— Start Data for the task —
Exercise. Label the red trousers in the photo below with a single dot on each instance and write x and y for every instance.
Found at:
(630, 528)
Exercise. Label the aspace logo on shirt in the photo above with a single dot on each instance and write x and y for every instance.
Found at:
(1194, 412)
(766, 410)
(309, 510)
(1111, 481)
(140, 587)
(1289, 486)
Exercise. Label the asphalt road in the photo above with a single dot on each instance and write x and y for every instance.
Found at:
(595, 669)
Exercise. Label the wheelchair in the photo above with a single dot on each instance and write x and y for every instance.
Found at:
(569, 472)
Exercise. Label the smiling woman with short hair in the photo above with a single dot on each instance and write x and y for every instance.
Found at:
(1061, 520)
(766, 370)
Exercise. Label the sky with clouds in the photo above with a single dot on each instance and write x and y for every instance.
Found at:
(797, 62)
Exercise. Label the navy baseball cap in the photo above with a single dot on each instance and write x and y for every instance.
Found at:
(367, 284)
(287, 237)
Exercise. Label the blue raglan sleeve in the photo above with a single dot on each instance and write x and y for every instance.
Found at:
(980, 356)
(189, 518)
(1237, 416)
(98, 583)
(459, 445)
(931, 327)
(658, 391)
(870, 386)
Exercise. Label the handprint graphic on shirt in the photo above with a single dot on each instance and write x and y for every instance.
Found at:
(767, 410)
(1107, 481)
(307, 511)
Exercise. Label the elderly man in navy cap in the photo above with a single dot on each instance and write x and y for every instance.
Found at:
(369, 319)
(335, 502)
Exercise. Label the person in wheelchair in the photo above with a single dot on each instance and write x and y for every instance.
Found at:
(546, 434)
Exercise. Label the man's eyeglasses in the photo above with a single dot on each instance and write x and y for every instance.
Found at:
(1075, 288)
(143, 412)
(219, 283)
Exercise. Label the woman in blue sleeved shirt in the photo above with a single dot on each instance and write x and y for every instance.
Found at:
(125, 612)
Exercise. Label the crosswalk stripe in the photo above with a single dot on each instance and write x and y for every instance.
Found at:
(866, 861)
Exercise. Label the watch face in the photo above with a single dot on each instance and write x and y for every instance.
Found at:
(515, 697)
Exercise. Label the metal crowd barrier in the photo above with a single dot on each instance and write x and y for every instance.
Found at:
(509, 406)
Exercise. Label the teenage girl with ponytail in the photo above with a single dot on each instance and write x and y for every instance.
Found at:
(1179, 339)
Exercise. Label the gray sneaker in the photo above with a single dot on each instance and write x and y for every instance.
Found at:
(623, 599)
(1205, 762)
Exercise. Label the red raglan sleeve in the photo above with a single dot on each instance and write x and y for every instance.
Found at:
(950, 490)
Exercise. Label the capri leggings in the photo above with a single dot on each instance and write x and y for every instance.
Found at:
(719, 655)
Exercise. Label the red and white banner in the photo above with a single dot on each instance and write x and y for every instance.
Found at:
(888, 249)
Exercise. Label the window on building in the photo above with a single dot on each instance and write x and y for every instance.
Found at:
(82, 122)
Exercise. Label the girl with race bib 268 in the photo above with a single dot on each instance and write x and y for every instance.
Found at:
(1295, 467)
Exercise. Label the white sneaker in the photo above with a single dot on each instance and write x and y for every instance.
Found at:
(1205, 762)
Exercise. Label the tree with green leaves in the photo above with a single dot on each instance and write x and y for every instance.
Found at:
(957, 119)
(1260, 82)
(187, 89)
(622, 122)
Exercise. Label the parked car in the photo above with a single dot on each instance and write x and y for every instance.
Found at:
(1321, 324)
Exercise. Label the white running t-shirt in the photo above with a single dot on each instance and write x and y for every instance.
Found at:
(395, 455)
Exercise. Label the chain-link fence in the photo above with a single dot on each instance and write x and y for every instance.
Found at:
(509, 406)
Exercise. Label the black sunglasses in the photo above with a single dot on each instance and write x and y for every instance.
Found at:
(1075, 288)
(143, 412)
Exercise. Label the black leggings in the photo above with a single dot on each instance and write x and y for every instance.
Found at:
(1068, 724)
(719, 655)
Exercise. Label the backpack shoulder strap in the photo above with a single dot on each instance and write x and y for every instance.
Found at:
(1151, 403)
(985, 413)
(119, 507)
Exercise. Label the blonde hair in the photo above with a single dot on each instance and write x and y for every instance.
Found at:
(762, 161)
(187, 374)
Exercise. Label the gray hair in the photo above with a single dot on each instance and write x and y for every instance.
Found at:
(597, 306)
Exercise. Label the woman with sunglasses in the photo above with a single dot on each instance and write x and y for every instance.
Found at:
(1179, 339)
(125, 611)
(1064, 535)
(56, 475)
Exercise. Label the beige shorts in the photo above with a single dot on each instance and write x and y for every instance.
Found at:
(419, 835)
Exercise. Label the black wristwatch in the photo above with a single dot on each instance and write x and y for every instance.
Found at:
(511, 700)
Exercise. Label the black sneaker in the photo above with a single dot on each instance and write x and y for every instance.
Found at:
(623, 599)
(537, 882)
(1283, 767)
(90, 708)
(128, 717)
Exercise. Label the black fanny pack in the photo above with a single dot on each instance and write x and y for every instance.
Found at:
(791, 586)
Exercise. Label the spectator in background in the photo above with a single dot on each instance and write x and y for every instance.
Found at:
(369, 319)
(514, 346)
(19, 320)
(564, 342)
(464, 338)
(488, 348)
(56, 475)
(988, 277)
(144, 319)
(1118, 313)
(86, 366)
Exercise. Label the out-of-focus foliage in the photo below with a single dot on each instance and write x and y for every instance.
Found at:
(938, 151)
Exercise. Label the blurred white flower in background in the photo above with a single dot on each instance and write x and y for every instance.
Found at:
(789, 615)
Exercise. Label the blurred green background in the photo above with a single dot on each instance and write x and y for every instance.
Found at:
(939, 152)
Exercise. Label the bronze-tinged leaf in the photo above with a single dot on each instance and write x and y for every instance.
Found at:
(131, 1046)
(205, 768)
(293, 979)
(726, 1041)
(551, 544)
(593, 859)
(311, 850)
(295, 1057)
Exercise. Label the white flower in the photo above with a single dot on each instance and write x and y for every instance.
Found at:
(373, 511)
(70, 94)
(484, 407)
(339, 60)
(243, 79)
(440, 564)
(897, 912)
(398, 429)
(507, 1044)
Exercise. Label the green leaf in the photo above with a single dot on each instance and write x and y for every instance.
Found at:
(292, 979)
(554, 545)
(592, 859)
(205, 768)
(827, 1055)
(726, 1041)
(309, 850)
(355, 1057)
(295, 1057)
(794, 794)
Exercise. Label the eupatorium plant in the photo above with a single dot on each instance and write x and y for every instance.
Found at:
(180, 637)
— End Data for the task —
§ Exercise brief
Each line of the listing should be copied exactly.

§ Right answer
Exercise. Label the red trousers in the photo below with a single dot on each instance and write x and y for every instance.
Found at:
(630, 528)
Exercise. Label the aspace logo on shirt in the photo above with a single dot on each instance and write x and y for every instance.
Found at:
(1194, 412)
(766, 410)
(309, 510)
(1111, 481)
(140, 587)
(1289, 486)
Exercise. Label the asphalt road in the photo above with a single dot on each instance and write x and y for every instance.
Found at:
(595, 669)
Exercise. Label the wheelchair in the photo above with a single dot on each instance and write x and y for every instance.
Found at:
(569, 472)
Exercise. Label the smiling woman with short hair in the photo above with a single dot on each instance and write x and y for every instance.
Found at:
(1061, 520)
(766, 370)
Exercise. Label the sky with clouds in the photo above with a single dot on each instance and write x and y for every instance.
Found at:
(797, 62)
Exercise. Label the navy baseball cap in the photo above with a single dot on each instance and write x and y for every instance.
Found at:
(367, 284)
(287, 237)
Exercise. Label the blue raglan sleeve in the photo above with a single dot on each instance and write x and y for every instance.
Found at:
(980, 356)
(189, 518)
(1237, 416)
(98, 583)
(459, 445)
(931, 327)
(658, 391)
(870, 386)
Exercise. Label the handprint graphic on shirt in the photo above with a single dot on each instance and write x and y for every instance.
Found at:
(767, 410)
(1107, 481)
(307, 511)
Exercise. Label the elderly man in navy cap in the photo above with a single dot on each instance and write x and y for every instance.
Found at:
(369, 319)
(335, 502)
Exercise. Label the person in wheelchair in the photo above with a single dot on each instance and write x and y for every instance.
Found at:
(546, 434)
Exercise. Label the man's eyeglasses in the photo above with a single dot on each instance and write x and y for every instance.
Found at:
(1075, 288)
(143, 412)
(219, 283)
Exercise. Label the woman in blue sleeved shirt in the photo above with a single dot on each instance and write x and y for every instance.
Found at:
(125, 612)
Exercise. Label the crosswalk stripe in the photo above with a single dot on each instance and write x and y for every instance.
Found at:
(866, 861)
Exercise. Label the watch face in the photo above with a single dot on each instance and write x and y for every instance.
Found at:
(515, 697)
Exercise. Label the metal crowd barrier in the photo above with a single dot on each instance and write x and y for every instance.
Found at:
(509, 406)
Exercise. Label the teenage girl with ponytail in the photo above with a single dot on each instance and write x and y for every instance.
Found at:
(1179, 339)
Exercise. Label the gray sneaker in the photo above with a single dot on each instance and write x and y for every instance.
Found at:
(623, 599)
(1205, 762)
Exercise. Label the red raglan sleeve in the photo above with a single dot on each instance and write x and y for every instance.
Found at:
(950, 490)
Exercise. Label the capri leggings in the photo above with a single dot on each instance and write x and y for every instance.
Found at:
(719, 655)
Exercise. Label the red and white banner in the photo above with a single dot on each instance and write x and y for every instance.
Found at:
(888, 249)
Exercise. Label the window on building in the photo above with a single dot on each instance and write x and y for every instance.
Found at:
(82, 122)
Exercise. Label the girl with race bib 268 in the photo above with a single dot on each instance and write x and y for every instance.
Found at:
(1295, 467)
Exercise. Label the white sneaker in the photo above with a single dot on each instance and write x and y for every instance.
Found at:
(1205, 762)
Exercise. Label the tree with green leaves in the photo above with a single dot on each instance and write x and y for every instance.
Found at:
(957, 119)
(1260, 82)
(187, 89)
(622, 122)
Exercise. Label the parked car in the photo above with a single dot on each instance and write x and y for every instance.
Found at:
(1321, 324)
Exercise. Label the white running t-shirt in the photo above with a single dot on each instance and write x and y for every instance.
Found at:
(395, 455)
Exercise. Label the chain-link fence in the photo above with a single dot on each instance and write x and y for every instance.
Found at:
(509, 406)
Exercise. Label the black sunglasses in the photo above with a single dot on each instance and write x and y for every instance.
Found at:
(1075, 288)
(143, 412)
Exercise. Label the black leggings in the photo above with a single dot on each instance and write x and y for every instance.
Found at:
(1068, 724)
(719, 655)
Exercise. Label the backpack shoulder strap in the photo above with a single dot on each instance and write x and y for every instance.
Found at:
(1151, 403)
(985, 413)
(119, 507)
Exercise. Label the blonde hair in the photo above with a single dot on each instance and write x and y for every instance.
Found at:
(762, 161)
(187, 374)
Exercise. Label the gray hair in the photo above with a single dot on each instance and write x and y for every instance.
Found at:
(597, 306)
Exercise. Label the woman with sunglasses in the photo above with a single dot on each instance and write x and y for every instance.
Found at:
(1179, 339)
(125, 611)
(1064, 535)
(56, 475)
Exercise. Label the beige shorts in the photo above with a single dot on each instance and write x and y for every instance.
Found at:
(419, 835)
Exercise. Label the black wristwatch in the photo above with a single dot on each instance and write x and y for every instance.
Found at:
(511, 700)
Exercise. Label the black sneaker in the photo above with a single dot on each instance and write x and y for every instance.
Found at:
(623, 599)
(537, 882)
(1283, 767)
(90, 708)
(128, 717)
Exercise. Label the black fanny pack in the photo above with a single dot on each instance and write x and y for every instance.
Found at:
(791, 586)
Exercise. Label the spectator in background in the photo above with a single dot on each instance and write x and y for every instance.
Found at:
(369, 319)
(514, 346)
(19, 320)
(564, 342)
(464, 338)
(488, 348)
(56, 475)
(988, 277)
(144, 319)
(1118, 313)
(86, 366)
Exercise. Label the out-of-focus foliage in the photo below with a single dot on each instance and write x and y for every instance.
Found at:
(938, 151)
Exercise. Label the blurred white flower in background in the photo above with a single dot on each instance and write x and y for every instance.
Found at:
(789, 615)
Exercise. Label the blurred green background in the photo above with a single dot on each instance and write x and y for every instance.
Found at:
(939, 152)
Exercise. Label the bronze-tinged leaf in the photo above with a single dot on each instance and write x and y for every instance.
Found at:
(131, 1046)
(205, 768)
(293, 979)
(726, 1041)
(551, 544)
(593, 859)
(311, 850)
(295, 1057)
Exercise. Label the white flower in the photo above with a single dot on each instance and write x and y for every instance.
Found at:
(373, 511)
(70, 94)
(484, 407)
(339, 60)
(243, 79)
(440, 564)
(897, 912)
(398, 429)
(507, 1044)
Exercise. Label the green leaf in the photo above with a single dot on each instance and write x and y for every instance.
Found at:
(292, 979)
(554, 545)
(592, 859)
(205, 768)
(827, 1055)
(726, 1041)
(309, 850)
(355, 1057)
(295, 1057)
(794, 794)
Exercise. Label the eupatorium plant in the photo above with a single dot on each instance and write x and y for every instance.
Found at:
(180, 637)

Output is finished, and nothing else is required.